任务目标 1: 请从关于山西影视的文章中摘出原文,从"然而,山西在进入新世纪后的经"起,一直到"资水平亦只有4000元出头。"。
任务目标 2: 关于山西影视的文章称山西是一块宝地,它分别从哪几个方面来看?
任务目标 3: 关于山西影视的文章中"山西影人还需要一个能够推广作品的有效出口。"这句话,译成英文该怎么说?

山西影视:不缺题材,却留不住人才

山西影人还需要一个能够推广作品的有效出口。

暴雨水灾、古迹抢救、平遥影展、成龙影周……近日,山西不仅成为了国家时政议题的地理焦点,而且又再度聚集起了来自全国乃至世界电影业界的灼热目光。

可以说,山西省是一块宝地。从经济上看,在上世纪乃至以往相当长的一段时间里,山西都是中国最富有的省份;从能源上看,山西储藏着大规模煤矿,供血着我国大多数地区生产生活与生计的电力运作;从文化上看,山西有着七个世界文化遗产和众多可移动或不可移动文物,“游山西就是读历史”毫不虚言。

然而,山西在进入新世纪后的经济没落、人才外流、产业结构失衡却又是令人唏嘘的。据今年官方公布的2021Q1统计数据,山西总GDP排全国31省份中的第20位,两年平均增速5.8%,处于靠后位置。而据今年最新公布的第七次全国人口普查数据,山西是为数不多人口净流出的省份之一,省会太原市的平均薪资水平亦只有4000元出头。

此其中,在发展上“心有余而力不足”的山西电影产业和在外出勇闯天地的山西电影人便是缩影之一。


山西电影产业发展史

作家余秋雨在其文章《抱愧山西》中写道:在山西最红火的年代,财富的中心并不在省会太原,而是在平遥、祁县和太谷,其中又以平遥为最;……晋商的鼎盛春秋长达数百年,它的衰落也不过是近几十年的事。

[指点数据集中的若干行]
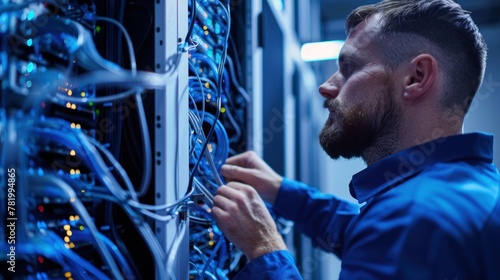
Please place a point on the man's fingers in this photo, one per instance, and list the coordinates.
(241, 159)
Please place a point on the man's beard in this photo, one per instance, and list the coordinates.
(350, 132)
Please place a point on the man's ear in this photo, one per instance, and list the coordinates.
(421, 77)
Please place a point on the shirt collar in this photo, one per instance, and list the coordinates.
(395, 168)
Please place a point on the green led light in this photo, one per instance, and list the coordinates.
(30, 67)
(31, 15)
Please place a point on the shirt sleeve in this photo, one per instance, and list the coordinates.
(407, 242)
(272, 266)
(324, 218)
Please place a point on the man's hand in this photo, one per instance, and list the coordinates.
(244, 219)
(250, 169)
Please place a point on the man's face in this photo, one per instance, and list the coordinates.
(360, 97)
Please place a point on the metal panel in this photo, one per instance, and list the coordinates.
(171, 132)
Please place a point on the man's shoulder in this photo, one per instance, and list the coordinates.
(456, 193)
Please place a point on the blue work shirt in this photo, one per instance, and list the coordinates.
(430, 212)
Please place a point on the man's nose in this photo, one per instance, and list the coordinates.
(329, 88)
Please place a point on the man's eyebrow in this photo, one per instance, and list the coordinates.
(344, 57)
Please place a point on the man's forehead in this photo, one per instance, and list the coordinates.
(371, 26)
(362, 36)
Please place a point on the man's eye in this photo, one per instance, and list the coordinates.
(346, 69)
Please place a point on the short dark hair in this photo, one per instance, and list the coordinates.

正确答案 1:
然而,山西在进入新世纪后的经济没落、人才外流、产业结构失衡却又是令人唏嘘的。据今年官方公布的2021Q1统计数据,山西总GDP排全国31省份中的第20位,两年平均增速5.8%,处于靠后位置。而据今年最新公布的第七次全国人口普查数据,山西是为数不多人口净流出的省份之一,省会太原市的平均薪资水平亦只有4000元出头。

正确答案 2: 经济、能源、文化

正确答案 3: Shanxi filmmakers still need an effective outlet that can promote their work.